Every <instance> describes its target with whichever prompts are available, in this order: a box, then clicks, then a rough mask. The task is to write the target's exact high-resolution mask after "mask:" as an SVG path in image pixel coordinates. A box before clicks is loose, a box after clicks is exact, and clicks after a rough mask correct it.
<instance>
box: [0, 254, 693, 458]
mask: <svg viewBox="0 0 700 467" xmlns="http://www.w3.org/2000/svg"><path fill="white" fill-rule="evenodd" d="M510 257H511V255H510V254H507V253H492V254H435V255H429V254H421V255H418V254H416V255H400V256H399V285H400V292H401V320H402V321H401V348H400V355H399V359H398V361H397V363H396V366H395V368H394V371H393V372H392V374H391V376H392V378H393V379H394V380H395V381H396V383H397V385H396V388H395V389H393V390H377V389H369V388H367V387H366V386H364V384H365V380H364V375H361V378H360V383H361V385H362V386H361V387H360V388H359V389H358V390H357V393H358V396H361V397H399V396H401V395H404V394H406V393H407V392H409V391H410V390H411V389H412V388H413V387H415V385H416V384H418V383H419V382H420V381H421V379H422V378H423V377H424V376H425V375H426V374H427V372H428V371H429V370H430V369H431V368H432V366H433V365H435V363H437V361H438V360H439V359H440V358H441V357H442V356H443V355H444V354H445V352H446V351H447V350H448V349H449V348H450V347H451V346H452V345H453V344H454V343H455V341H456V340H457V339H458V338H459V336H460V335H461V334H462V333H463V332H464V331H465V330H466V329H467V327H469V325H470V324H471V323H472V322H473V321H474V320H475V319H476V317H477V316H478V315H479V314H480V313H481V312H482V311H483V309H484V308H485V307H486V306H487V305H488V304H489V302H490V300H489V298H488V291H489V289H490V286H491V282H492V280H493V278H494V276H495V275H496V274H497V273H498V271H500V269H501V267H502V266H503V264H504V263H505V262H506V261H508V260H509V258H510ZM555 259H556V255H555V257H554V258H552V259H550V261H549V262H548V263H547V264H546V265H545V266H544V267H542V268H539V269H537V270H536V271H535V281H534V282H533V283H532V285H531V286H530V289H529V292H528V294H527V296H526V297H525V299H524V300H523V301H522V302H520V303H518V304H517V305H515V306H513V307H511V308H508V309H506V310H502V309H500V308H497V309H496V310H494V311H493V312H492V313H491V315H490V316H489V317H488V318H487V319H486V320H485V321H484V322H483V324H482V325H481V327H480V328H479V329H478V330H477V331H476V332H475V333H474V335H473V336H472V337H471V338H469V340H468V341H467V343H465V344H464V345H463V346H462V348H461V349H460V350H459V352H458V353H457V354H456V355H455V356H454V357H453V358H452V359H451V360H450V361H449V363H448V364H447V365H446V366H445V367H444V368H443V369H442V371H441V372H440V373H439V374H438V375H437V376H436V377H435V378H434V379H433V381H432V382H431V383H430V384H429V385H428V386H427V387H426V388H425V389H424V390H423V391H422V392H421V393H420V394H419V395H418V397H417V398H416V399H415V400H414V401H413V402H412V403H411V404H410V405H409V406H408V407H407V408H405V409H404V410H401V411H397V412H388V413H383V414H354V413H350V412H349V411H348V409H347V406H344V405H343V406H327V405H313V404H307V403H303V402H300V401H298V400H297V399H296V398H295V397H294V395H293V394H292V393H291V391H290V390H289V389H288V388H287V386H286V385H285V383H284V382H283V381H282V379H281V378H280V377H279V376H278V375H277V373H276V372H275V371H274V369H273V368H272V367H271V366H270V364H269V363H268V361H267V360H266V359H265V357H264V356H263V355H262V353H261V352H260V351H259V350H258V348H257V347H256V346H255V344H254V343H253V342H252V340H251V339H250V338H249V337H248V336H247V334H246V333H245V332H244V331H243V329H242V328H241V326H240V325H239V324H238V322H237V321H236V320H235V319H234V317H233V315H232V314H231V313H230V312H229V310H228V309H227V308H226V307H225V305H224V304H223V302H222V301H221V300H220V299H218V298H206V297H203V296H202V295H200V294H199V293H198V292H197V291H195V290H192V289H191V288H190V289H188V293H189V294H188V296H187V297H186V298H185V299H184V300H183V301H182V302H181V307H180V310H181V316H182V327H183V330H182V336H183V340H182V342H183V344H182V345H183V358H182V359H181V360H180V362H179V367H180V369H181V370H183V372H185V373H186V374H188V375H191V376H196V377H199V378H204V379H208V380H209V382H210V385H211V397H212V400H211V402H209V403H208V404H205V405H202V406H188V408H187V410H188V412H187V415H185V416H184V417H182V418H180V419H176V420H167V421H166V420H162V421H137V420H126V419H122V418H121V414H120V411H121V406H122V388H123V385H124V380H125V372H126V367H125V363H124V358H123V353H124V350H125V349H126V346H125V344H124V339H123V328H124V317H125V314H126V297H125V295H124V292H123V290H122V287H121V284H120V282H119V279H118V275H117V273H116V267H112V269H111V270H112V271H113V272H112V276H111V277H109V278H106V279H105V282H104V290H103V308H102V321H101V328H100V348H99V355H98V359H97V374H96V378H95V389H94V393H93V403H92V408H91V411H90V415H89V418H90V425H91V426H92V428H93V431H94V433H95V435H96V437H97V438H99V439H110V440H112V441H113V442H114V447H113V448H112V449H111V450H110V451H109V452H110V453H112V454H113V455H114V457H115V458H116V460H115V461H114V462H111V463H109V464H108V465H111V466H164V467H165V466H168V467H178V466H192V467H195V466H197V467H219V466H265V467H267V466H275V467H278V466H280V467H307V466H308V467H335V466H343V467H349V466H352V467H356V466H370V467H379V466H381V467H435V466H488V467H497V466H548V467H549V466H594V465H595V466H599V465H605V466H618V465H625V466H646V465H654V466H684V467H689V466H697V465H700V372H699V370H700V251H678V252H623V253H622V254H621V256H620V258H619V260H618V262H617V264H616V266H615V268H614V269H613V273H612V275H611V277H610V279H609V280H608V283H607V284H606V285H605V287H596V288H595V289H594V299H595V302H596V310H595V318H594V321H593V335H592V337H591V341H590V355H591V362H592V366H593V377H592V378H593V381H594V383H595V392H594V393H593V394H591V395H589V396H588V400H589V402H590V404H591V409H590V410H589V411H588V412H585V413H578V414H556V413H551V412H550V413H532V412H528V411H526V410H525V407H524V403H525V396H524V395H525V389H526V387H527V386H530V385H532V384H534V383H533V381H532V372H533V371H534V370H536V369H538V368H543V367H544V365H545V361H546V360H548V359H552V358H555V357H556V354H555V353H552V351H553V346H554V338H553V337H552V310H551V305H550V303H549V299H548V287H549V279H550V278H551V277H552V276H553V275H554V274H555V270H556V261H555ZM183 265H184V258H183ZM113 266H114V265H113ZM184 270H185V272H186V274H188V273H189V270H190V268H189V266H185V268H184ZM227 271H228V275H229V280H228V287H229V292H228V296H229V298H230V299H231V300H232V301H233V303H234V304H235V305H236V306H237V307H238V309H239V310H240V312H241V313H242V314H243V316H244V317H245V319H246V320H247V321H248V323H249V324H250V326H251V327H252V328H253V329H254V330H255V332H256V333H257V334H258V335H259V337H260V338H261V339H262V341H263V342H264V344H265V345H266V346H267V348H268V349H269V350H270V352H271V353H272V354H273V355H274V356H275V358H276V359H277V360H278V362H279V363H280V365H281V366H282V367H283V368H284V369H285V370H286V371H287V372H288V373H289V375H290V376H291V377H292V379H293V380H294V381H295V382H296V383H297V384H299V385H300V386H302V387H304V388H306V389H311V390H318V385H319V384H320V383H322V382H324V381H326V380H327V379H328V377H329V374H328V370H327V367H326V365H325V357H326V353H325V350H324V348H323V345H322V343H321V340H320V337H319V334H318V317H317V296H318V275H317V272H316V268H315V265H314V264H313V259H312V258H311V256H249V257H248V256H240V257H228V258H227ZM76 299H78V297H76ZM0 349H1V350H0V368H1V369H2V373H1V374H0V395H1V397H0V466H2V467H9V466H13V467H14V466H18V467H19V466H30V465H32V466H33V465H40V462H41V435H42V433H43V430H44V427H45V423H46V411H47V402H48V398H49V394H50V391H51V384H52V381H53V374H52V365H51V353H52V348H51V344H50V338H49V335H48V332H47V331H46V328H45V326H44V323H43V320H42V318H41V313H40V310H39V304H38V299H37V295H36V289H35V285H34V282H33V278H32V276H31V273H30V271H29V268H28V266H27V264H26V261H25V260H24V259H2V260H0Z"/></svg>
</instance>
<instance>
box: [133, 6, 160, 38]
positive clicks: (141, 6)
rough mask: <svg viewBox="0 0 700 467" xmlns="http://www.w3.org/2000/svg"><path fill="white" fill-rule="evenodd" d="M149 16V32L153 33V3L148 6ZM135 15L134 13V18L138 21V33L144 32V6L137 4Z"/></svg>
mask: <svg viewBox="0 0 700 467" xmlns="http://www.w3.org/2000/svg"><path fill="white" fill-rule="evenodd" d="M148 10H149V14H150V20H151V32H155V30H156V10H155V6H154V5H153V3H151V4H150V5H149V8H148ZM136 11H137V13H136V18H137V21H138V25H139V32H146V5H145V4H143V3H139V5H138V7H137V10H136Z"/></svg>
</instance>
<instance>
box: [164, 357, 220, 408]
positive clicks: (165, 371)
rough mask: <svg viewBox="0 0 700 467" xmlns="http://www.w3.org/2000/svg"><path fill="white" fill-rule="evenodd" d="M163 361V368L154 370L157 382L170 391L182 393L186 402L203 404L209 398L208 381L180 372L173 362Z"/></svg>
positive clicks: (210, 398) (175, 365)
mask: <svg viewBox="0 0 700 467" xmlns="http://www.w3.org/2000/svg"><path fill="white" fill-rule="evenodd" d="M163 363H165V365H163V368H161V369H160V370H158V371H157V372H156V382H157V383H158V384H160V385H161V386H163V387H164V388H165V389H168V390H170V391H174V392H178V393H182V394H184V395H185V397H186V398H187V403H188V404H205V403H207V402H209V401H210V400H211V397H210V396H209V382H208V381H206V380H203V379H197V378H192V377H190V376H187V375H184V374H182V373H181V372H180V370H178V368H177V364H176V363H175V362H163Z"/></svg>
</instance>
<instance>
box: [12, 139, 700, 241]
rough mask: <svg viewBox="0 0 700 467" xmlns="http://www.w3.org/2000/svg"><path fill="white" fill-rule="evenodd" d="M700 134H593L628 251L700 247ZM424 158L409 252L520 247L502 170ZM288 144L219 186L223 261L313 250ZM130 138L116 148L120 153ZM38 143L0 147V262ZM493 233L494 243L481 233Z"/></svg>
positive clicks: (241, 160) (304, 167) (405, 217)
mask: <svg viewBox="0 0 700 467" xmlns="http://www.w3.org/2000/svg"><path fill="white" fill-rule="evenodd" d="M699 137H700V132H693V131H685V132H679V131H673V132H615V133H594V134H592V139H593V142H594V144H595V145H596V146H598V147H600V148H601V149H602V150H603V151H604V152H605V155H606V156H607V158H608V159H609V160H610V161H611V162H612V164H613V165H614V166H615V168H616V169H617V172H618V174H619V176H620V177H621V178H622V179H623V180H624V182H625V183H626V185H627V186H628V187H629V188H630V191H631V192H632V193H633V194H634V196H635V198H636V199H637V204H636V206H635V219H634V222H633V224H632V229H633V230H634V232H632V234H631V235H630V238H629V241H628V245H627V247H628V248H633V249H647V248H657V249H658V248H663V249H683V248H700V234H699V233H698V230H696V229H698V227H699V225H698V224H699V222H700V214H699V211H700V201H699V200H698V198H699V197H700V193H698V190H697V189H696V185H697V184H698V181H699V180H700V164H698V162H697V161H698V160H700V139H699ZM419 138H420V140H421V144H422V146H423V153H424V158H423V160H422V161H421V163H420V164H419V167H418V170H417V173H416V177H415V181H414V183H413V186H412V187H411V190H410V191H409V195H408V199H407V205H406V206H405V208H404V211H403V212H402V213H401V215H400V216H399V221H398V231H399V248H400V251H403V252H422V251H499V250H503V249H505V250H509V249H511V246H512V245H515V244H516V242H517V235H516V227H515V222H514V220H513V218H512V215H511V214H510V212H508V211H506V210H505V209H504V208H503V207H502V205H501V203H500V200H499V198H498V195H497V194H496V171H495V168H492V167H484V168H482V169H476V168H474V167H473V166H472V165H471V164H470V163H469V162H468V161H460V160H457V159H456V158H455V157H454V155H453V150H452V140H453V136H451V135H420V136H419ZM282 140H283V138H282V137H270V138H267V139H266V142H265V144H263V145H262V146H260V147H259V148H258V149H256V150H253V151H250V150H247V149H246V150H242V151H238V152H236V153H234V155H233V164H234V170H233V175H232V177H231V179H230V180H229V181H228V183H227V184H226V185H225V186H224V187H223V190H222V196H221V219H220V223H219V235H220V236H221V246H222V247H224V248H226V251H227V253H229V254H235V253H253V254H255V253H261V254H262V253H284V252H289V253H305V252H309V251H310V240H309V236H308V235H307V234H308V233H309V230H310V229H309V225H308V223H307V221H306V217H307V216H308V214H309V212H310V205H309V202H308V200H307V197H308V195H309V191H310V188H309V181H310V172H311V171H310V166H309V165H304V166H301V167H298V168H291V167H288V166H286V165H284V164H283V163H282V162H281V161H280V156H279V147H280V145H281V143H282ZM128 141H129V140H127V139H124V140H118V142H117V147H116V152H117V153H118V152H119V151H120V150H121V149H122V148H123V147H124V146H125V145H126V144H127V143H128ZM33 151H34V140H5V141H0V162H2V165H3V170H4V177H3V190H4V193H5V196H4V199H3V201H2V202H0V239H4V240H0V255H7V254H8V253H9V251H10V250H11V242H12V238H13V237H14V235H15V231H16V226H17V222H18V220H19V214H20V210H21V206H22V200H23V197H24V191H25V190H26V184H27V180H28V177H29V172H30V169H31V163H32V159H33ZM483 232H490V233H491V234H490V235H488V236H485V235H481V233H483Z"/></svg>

-- YOUR ASSIGNMENT --
Rewrite the material starting at its first line and ending at the line that contains "box: [0, 254, 693, 458]", substituting "coarse mask" for each occurrence of "rough mask" and keeping everything else unchanged.

-- RESPONSE BOX --
Every <instance> describes its target with whichever prompts are available, in this order: a box, then clicks, then a coarse mask. The task is to write the target's exact high-resolution mask after "mask:" as an SVG path in image pixel coordinates. A box before clicks is loose, a box after clicks is exact, and clicks after a coarse mask correct it.
<instance>
box: [0, 254, 693, 458]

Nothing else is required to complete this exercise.